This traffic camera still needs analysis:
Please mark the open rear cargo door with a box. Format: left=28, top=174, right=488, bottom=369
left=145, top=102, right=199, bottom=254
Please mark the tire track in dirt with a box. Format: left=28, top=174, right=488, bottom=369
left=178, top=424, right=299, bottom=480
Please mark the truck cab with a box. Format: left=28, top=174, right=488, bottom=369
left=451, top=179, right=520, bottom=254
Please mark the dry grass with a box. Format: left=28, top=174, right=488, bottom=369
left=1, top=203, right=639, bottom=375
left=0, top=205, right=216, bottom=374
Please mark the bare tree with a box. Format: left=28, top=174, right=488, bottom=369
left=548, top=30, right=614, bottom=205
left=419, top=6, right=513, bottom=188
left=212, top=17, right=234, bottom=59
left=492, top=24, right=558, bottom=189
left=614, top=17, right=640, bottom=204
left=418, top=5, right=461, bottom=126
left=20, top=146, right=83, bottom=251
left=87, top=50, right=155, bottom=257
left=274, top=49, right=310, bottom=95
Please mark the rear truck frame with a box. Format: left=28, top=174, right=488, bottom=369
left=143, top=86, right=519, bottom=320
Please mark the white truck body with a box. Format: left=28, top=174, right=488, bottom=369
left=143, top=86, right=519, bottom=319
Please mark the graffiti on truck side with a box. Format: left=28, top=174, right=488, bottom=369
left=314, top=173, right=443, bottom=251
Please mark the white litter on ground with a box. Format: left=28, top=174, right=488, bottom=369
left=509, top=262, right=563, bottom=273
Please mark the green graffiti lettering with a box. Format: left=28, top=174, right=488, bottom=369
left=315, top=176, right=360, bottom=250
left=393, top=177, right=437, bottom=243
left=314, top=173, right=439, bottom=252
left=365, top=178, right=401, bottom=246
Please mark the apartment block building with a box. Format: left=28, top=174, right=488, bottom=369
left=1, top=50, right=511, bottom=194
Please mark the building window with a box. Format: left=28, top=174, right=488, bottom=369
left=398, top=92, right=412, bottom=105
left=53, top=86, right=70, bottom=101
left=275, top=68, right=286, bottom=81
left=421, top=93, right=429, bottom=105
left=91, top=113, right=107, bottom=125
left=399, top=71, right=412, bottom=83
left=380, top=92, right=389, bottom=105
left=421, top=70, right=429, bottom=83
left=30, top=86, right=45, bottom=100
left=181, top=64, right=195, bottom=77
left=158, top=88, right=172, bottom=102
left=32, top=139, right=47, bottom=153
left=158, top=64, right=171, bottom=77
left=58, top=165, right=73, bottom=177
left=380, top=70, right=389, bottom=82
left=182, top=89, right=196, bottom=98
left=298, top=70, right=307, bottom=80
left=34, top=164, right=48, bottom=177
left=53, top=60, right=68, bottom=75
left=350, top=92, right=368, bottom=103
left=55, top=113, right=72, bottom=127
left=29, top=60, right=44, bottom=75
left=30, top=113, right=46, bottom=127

- - - -

Your goal — An exact reproduction of the data is required. Leave nothing out.

Output below —
This traffic camera still needs analysis:
Please mark the open rear cargo door with a box. Format: left=28, top=174, right=488, bottom=369
left=145, top=102, right=199, bottom=254
Please mark the tire track in dirt with a box. Format: left=28, top=174, right=488, bottom=369
left=178, top=424, right=299, bottom=480
Please mark the truck cab with a box. Format: left=28, top=174, right=488, bottom=369
left=451, top=179, right=520, bottom=254
Please mark the dry grass with a box. Format: left=28, top=174, right=488, bottom=369
left=1, top=203, right=639, bottom=375
left=0, top=205, right=216, bottom=374
Please mark the bare tree with a box. Format: left=28, top=174, right=488, bottom=369
left=548, top=30, right=614, bottom=205
left=419, top=6, right=513, bottom=188
left=212, top=17, right=234, bottom=59
left=492, top=24, right=558, bottom=189
left=614, top=17, right=640, bottom=204
left=418, top=5, right=461, bottom=126
left=20, top=146, right=83, bottom=251
left=87, top=50, right=155, bottom=257
left=274, top=49, right=310, bottom=95
Please mark the rear truck frame with a box. Format: left=28, top=174, right=488, bottom=369
left=143, top=86, right=519, bottom=320
Please mark the white truck body with a box. Format: left=28, top=174, right=488, bottom=369
left=143, top=86, right=519, bottom=319
Please mark the graffiti on truck side with a box. Format: left=28, top=174, right=488, bottom=369
left=314, top=173, right=443, bottom=251
Please mark the white litter on ground with a box. Format: left=28, top=174, right=488, bottom=369
left=509, top=262, right=563, bottom=273
Please mark the green graffiti lettering with a box. Format: left=28, top=174, right=488, bottom=369
left=315, top=176, right=360, bottom=250
left=393, top=177, right=437, bottom=243
left=314, top=173, right=439, bottom=252
left=365, top=178, right=401, bottom=246
Please mark the apartment block building with a box. Format: left=28, top=174, right=488, bottom=369
left=1, top=50, right=511, bottom=194
Please mark the building window with a box. Format: left=28, top=174, right=488, bottom=369
left=398, top=92, right=412, bottom=105
left=53, top=86, right=70, bottom=101
left=275, top=68, right=286, bottom=81
left=421, top=93, right=429, bottom=105
left=91, top=113, right=107, bottom=125
left=399, top=71, right=412, bottom=83
left=380, top=92, right=389, bottom=105
left=421, top=70, right=429, bottom=83
left=30, top=86, right=45, bottom=100
left=181, top=64, right=195, bottom=77
left=158, top=88, right=172, bottom=102
left=32, top=139, right=47, bottom=153
left=158, top=64, right=171, bottom=77
left=58, top=165, right=73, bottom=177
left=380, top=70, right=389, bottom=82
left=182, top=89, right=196, bottom=98
left=298, top=70, right=307, bottom=80
left=34, top=164, right=48, bottom=177
left=53, top=60, right=68, bottom=75
left=350, top=92, right=368, bottom=103
left=55, top=113, right=72, bottom=127
left=29, top=60, right=44, bottom=75
left=30, top=113, right=46, bottom=127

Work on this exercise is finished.